Extrait du texte:

Le passage de 520 indemnités journalières à 400 pour les chômeurs de moins de 55 ans a pour but, nous dit le Conseil fédéral, la diminution de la durée moyenne du chômage: les chômeurs/euses approchant le terme de leur droit accepteront plus vite un emploi quelqu’en soient les conditions de rémunération, de flexibilité des horaires ou dureté de la tâche. Si la durée moyenne du chômage diminuera, ce qui reste à prouver2, la dérégulation du marché de l’emploi et son lot de travailleurs/euses précaires augmentera forcément. Ceci sans compter les personnes qui devront s’appuyer sur le revenu de leur conjoint ou recourir aux aides sociales cantonales faute d’avoir trouver un emploi au terme de leurs 400 indemnités3.



Plus globalement, l’augmentation de 6 mois à 12 mois de cotisation et la baisse de la durée des prestations de 520 à 400 indemnités sont motivées par la pression des milieux bourgeois qui n’entendent pas seulement revenir à la situation antérieure à 95, mais qui revendiquent des mesures plus musclées, comme par exemple, un délai de cotisation de 18 mois au moins pour toucher des indemnités journalières, indemnités qu’ils reverraient bien, au passage, à la baisse!

Extrait de données:
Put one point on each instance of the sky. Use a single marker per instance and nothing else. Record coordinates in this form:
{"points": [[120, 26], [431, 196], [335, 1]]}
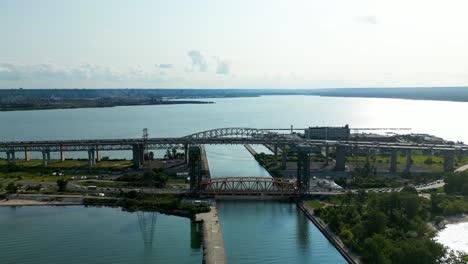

Série de tâches:
[1] Recopiez tout le passage du texte sur l'assurance chômage qui va de « Le passage de » jusqu'à « leurs 400 indemnités3. ».
[2] Répondez à ces questions sur le texte sur l'assurance chômage :
(a) À combien d'indemnités journalières le droit des chômeurs de moins de 55 ans est-il ramené ?
(b) Selon le Conseil fédéral, quel but ce changement poursuit-il ?
(c) Quel délai de cotisation minimal les milieux bourgeois revendiquent-ils pour toucher des indemnités journalières ?
[3] Reprenez le texte sur l'assurance chômage là où il s'arrête.
Les lignes ne jouent aucun rôle ici.

Résultats finaux:
[1]
Le passage de 520 indemnités journalières à 400 pour les chômeurs de moins de 55 ans a pour but, nous dit le Conseil fédéral, la diminution de la durée moyenne du chômage: les chômeurs/euses approchant le terme de leur droit accepteront plus vite un emploi quelqu’en soient les conditions de rémunération, de flexibilité des horaires ou dureté de la tâche. Si la durée moyenne du chômage diminuera, ce qui reste à prouver2, la dérégulation du marché de l’emploi et son lot de travailleurs/euses précaires augmentera forcément. Ceci sans compter les personnes qui devront s’appuyer sur le revenu de leur conjoint ou recourir aux aides sociales cantonales faute d’avoir trouver un emploi au terme de leurs 400 indemnités3.

[2]
(a) Il passe de 520 à 400 indemnités journalières.
(b) Il vise à diminuer la durée moyenne du chômage.
(c) Ils revendiquent un délai de cotisation de 18 mois au moins.

[3]
Ce démantèlement progressif de la LACI est parfaitement inacceptable et appelle une réponse ferme: le référendum. Il ne s’agit donc pas de discuter d’une position, mais bel et bien de soigner nos arguments pour combattre cette nouvelle attaque néolibérale.



La partie n’est pas gagnée dans la mesure où le Conseil Fédéral, échaudé par le refus du peuple en 1997 de diminuer les prestations chômage, a affûté ses arguments et saupoudré les deux mesures de propositions propices à diviser les forces sociales de ce pays.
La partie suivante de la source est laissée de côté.